* _Exercise_: Find every line below where the string "black" shows up, and copy those lines.
(Records for this task)
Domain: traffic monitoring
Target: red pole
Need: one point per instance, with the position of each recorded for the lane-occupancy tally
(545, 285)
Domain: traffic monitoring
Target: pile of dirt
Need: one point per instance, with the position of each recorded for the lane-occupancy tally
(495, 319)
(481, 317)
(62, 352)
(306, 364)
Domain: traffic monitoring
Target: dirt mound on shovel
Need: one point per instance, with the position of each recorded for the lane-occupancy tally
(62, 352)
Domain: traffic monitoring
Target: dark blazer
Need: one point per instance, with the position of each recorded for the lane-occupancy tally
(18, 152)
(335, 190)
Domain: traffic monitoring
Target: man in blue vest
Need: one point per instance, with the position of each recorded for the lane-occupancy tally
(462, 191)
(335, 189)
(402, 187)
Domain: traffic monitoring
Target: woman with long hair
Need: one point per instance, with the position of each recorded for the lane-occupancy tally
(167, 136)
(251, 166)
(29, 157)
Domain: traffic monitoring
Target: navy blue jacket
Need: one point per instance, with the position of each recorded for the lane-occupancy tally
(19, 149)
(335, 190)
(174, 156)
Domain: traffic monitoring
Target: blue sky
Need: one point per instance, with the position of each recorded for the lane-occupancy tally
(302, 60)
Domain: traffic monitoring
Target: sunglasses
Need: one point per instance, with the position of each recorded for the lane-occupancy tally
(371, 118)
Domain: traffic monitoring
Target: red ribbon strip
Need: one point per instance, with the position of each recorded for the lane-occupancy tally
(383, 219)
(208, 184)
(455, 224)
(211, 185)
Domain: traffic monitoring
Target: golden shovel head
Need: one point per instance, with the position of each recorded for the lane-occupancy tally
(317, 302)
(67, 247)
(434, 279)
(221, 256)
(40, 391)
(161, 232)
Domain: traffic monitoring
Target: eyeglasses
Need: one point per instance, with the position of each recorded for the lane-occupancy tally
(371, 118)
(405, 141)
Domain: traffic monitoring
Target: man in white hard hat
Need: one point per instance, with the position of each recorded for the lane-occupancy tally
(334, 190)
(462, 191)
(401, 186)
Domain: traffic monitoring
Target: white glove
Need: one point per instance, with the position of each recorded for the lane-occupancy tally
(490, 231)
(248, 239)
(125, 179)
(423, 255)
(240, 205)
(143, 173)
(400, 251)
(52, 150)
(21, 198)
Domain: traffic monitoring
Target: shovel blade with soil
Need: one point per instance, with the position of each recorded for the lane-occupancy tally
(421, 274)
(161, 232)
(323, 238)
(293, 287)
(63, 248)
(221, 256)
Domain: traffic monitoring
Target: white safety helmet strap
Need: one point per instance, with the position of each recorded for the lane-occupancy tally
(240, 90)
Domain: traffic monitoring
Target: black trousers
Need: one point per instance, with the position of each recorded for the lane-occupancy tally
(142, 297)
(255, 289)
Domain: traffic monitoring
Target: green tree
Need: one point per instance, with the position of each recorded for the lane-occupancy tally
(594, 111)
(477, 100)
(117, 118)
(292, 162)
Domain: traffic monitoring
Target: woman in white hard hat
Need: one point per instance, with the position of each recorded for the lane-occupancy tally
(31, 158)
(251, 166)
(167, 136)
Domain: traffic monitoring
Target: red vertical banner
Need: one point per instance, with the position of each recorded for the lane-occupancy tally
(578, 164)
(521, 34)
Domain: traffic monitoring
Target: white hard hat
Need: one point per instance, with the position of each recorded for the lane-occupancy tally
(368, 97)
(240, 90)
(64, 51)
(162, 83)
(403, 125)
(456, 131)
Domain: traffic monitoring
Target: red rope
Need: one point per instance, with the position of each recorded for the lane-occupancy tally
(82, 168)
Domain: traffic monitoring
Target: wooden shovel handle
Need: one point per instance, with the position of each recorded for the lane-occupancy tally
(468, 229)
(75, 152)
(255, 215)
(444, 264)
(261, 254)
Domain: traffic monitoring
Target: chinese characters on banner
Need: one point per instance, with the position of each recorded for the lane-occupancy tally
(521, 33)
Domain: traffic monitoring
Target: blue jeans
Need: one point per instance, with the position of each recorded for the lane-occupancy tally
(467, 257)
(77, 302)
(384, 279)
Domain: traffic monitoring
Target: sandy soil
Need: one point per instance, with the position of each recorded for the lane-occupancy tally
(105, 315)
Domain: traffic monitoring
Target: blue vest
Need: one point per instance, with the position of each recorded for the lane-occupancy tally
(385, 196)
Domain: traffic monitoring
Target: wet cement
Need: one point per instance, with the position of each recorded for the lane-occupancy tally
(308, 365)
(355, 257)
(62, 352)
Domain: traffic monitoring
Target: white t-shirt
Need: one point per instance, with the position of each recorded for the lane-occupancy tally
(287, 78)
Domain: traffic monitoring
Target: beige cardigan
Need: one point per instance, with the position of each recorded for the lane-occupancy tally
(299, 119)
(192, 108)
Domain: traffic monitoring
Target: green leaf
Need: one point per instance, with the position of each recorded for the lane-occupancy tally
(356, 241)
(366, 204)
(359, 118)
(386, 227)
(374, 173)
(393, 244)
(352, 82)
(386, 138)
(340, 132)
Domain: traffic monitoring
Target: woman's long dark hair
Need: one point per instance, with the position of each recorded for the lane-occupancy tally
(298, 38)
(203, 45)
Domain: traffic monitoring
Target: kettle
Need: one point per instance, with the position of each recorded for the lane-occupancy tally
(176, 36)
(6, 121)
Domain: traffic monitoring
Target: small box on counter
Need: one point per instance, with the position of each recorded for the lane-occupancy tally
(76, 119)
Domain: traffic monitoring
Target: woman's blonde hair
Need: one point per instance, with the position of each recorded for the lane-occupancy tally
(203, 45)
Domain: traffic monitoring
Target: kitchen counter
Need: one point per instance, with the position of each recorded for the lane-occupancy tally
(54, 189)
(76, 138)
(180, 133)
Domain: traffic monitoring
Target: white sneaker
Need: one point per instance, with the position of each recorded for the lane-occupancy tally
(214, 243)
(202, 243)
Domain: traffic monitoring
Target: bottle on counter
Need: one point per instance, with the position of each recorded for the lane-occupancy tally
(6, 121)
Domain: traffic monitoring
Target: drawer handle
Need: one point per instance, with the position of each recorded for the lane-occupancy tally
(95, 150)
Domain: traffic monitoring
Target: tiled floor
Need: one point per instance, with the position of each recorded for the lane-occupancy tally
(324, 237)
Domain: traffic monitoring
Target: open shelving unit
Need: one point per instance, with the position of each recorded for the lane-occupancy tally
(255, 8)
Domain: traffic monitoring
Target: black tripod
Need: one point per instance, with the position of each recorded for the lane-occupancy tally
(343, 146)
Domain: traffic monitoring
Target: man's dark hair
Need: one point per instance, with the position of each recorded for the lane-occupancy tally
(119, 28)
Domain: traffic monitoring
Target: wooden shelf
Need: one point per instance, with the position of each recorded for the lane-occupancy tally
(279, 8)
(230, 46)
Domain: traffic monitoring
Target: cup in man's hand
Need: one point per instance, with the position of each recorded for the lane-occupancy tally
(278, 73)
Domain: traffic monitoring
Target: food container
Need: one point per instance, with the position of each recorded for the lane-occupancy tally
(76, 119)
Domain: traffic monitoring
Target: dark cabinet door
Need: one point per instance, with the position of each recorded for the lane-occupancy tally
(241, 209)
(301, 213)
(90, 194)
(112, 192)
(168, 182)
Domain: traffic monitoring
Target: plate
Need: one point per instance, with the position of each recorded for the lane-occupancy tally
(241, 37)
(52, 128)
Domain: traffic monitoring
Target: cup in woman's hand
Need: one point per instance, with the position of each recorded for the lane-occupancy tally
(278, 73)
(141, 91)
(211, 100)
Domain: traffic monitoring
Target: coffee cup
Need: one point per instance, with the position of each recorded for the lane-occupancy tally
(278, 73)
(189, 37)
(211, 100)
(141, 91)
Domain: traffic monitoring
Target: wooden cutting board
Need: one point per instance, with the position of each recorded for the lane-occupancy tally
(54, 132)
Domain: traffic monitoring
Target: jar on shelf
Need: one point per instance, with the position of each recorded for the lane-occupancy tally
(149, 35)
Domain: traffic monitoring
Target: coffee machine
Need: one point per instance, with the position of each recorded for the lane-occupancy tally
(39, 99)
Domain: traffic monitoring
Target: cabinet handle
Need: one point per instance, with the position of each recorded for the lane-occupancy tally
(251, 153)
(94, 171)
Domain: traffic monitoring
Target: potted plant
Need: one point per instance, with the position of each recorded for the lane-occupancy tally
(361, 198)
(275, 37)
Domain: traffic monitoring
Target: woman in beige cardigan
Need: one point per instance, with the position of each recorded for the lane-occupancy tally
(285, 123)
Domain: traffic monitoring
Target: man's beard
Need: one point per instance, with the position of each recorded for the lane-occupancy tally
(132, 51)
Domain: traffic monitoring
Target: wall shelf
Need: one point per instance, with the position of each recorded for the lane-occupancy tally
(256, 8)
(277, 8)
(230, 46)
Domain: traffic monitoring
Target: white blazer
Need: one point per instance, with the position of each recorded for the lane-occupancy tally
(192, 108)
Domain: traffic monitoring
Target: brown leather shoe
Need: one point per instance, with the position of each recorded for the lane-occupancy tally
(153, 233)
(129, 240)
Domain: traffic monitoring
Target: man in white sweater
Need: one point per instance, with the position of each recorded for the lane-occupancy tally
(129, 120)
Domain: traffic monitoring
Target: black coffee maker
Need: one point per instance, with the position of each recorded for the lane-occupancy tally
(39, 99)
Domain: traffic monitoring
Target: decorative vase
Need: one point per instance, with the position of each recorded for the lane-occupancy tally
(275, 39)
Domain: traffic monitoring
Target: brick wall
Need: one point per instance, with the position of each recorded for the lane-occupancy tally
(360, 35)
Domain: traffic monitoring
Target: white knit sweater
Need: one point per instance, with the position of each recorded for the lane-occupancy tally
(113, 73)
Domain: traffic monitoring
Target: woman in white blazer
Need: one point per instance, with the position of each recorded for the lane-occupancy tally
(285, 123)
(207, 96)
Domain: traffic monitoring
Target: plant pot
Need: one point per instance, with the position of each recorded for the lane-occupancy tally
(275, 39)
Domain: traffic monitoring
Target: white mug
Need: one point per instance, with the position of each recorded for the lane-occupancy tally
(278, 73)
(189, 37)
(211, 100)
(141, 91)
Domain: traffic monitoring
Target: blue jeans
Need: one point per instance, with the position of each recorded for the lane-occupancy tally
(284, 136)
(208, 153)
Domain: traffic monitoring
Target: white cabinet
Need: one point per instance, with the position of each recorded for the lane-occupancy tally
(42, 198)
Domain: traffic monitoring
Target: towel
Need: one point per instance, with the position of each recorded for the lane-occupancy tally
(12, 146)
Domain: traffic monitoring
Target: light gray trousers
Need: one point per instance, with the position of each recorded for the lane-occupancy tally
(End Records for this task)
* _Answer for the task_:
Target: black trousers
Target: black tripod
Target: black coffee maker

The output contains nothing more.